Lines excerpted from a collection:
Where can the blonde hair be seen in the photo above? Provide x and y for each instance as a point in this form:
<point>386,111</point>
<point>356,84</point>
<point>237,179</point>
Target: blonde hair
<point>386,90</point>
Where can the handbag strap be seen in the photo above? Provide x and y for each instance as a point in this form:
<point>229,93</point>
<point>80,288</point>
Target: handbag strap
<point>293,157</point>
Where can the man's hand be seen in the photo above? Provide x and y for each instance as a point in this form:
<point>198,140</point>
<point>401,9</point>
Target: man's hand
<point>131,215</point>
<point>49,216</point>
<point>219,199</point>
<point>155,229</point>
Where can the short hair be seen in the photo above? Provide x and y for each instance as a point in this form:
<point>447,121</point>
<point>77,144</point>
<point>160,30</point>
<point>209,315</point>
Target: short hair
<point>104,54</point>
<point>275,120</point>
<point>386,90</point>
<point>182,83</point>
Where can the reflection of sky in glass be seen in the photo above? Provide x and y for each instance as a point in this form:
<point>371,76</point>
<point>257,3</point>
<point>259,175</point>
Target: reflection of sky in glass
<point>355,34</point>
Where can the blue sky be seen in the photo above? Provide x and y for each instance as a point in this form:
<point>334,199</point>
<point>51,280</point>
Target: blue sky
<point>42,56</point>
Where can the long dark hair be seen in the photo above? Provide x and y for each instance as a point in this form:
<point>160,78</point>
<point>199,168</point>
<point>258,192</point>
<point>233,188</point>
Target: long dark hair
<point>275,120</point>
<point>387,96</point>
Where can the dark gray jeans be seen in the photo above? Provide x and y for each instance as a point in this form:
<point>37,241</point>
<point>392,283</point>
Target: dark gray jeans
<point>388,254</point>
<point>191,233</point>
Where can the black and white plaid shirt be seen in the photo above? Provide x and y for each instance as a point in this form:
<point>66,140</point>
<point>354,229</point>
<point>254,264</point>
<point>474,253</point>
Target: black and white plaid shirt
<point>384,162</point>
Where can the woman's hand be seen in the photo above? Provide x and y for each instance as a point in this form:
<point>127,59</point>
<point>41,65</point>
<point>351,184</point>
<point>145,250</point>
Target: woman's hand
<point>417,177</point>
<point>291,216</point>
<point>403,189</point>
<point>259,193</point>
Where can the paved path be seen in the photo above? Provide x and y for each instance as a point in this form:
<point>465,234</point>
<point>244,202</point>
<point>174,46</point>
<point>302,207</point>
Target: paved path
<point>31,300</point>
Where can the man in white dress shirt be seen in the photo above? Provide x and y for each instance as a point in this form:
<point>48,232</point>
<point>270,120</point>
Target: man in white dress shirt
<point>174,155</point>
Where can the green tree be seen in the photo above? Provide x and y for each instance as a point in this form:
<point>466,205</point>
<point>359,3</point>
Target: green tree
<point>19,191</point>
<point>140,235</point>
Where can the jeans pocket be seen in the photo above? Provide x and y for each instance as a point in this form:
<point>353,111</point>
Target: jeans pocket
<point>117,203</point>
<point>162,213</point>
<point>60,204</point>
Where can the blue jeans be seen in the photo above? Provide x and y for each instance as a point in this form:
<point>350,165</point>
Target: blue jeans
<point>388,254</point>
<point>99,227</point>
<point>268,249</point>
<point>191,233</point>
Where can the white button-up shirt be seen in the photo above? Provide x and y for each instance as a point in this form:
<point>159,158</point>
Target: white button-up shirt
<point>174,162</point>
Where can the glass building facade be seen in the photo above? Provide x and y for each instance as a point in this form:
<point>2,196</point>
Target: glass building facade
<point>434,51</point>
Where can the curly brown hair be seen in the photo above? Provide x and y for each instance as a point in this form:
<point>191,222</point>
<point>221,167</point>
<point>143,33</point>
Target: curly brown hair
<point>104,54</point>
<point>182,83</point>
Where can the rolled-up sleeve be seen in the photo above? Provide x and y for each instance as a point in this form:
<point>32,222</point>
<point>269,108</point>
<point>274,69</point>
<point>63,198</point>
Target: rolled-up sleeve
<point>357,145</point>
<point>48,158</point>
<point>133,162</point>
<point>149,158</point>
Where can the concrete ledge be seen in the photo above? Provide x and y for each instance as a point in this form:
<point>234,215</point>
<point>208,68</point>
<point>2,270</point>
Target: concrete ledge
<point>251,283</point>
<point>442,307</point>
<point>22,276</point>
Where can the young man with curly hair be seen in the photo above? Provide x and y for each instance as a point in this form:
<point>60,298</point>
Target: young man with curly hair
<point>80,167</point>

- _DIRECTIONS_
Copy every line above word for word, with nothing changed.

- _ANSWER FOR THIS EXERCISE_
Where can the blonde hair be seen in the photo above? Provide x and y for each instance as a point in this form:
<point>386,111</point>
<point>356,84</point>
<point>237,179</point>
Target: blonde hair
<point>386,90</point>
Where can the handbag strap be seen in the photo above? Provide x and y for each instance as a point in this form:
<point>229,93</point>
<point>80,288</point>
Target: handbag strap
<point>293,157</point>
Where can the man's hand be seen in the photo above? Provide x and y for each instance as a point in this form:
<point>198,140</point>
<point>401,9</point>
Target: man's hand
<point>131,215</point>
<point>49,216</point>
<point>219,199</point>
<point>155,229</point>
Where can the short hair be seen in the photo above? Provide x and y for each instance as a point in this form:
<point>447,121</point>
<point>77,144</point>
<point>160,30</point>
<point>209,315</point>
Target: short hair
<point>104,54</point>
<point>275,120</point>
<point>386,90</point>
<point>182,83</point>
Where can the reflection of sky in glass be seen in the photo above? Provide x and y for each instance as a point in this form:
<point>371,76</point>
<point>257,3</point>
<point>259,175</point>
Target: reflection of sky in glass
<point>355,34</point>
Where can the blue sky be seen in the photo above? Provide x and y for each instance as a point in this form:
<point>334,199</point>
<point>51,280</point>
Target: blue sky
<point>42,56</point>
Where can the long dark hair be seen in the photo above? Provide x and y for each instance as a point in this form:
<point>160,78</point>
<point>199,168</point>
<point>258,192</point>
<point>233,188</point>
Target: long dark hair
<point>275,120</point>
<point>387,96</point>
Where can the dark gray jeans be seen in the photo above? Provide x and y for each instance as a point in this form:
<point>37,241</point>
<point>392,283</point>
Target: dark gray jeans
<point>388,254</point>
<point>191,233</point>
Where can the black and white plaid shirt be seen in the photo above? Provide x and y for each instance as a point in this form:
<point>66,140</point>
<point>354,229</point>
<point>254,264</point>
<point>474,253</point>
Target: black and white plaid shirt
<point>384,162</point>
Where can the woman's hand be seen in the photo above? Provide x and y for each instance as a point in this form:
<point>127,59</point>
<point>41,65</point>
<point>351,184</point>
<point>145,250</point>
Target: woman's hand
<point>417,177</point>
<point>291,216</point>
<point>403,189</point>
<point>259,193</point>
Where can the paved path be seen in the photo above? Provide x and y for each instance as a point in this form:
<point>465,234</point>
<point>244,202</point>
<point>174,46</point>
<point>302,207</point>
Target: paved path
<point>31,300</point>
Where can the man in white dress shirt be seen in the photo above? Provide x and y for each instance as a point in this form:
<point>48,232</point>
<point>270,120</point>
Target: man in white dress shirt
<point>174,155</point>
Where can the green tree be seen in the photo above? Provide x and y for each instance as a point in this form:
<point>466,205</point>
<point>359,3</point>
Target: green tree
<point>19,191</point>
<point>140,235</point>
Where can the jeans pocket be seen in the photo above? Provide x and y for each instance as a point in this form:
<point>353,111</point>
Target: jeans pocket
<point>117,203</point>
<point>162,213</point>
<point>60,204</point>
Where can the blue jeans be seen in the photo above? Provide x and y for each instance as a point in this form:
<point>350,165</point>
Target: blue jeans
<point>388,254</point>
<point>99,227</point>
<point>268,249</point>
<point>191,233</point>
Where can the white button-up shirt be seen in the photo above? Provide x and y for each instance as a point in this form:
<point>159,158</point>
Target: white button-up shirt
<point>174,162</point>
Where can the glass building facade be seen in the photo above? Provide x and y for each instance as a point in this form:
<point>2,196</point>
Target: glass building facade
<point>434,51</point>
Where can the curly brown hair be seen in the photo above? Provide x and y for each instance as a point in this form:
<point>191,222</point>
<point>221,167</point>
<point>143,33</point>
Target: curly brown hair
<point>104,54</point>
<point>182,83</point>
Where can the rolled-up sleeve be seen in the photo above? Provide x and y for each instance as a point in this form:
<point>32,222</point>
<point>269,108</point>
<point>274,69</point>
<point>63,198</point>
Target: rolled-up sleeve
<point>357,145</point>
<point>48,158</point>
<point>133,162</point>
<point>149,158</point>
Where can the concrete ledge be seen in the photo above? Provide x and y for each instance as a point in this form:
<point>234,215</point>
<point>208,68</point>
<point>2,270</point>
Target: concrete ledge
<point>251,283</point>
<point>442,307</point>
<point>22,276</point>
Where can the young man with curly hair be seen in the photo above? Provide x and y for each instance as a point in this form:
<point>60,298</point>
Target: young man with curly hair
<point>80,167</point>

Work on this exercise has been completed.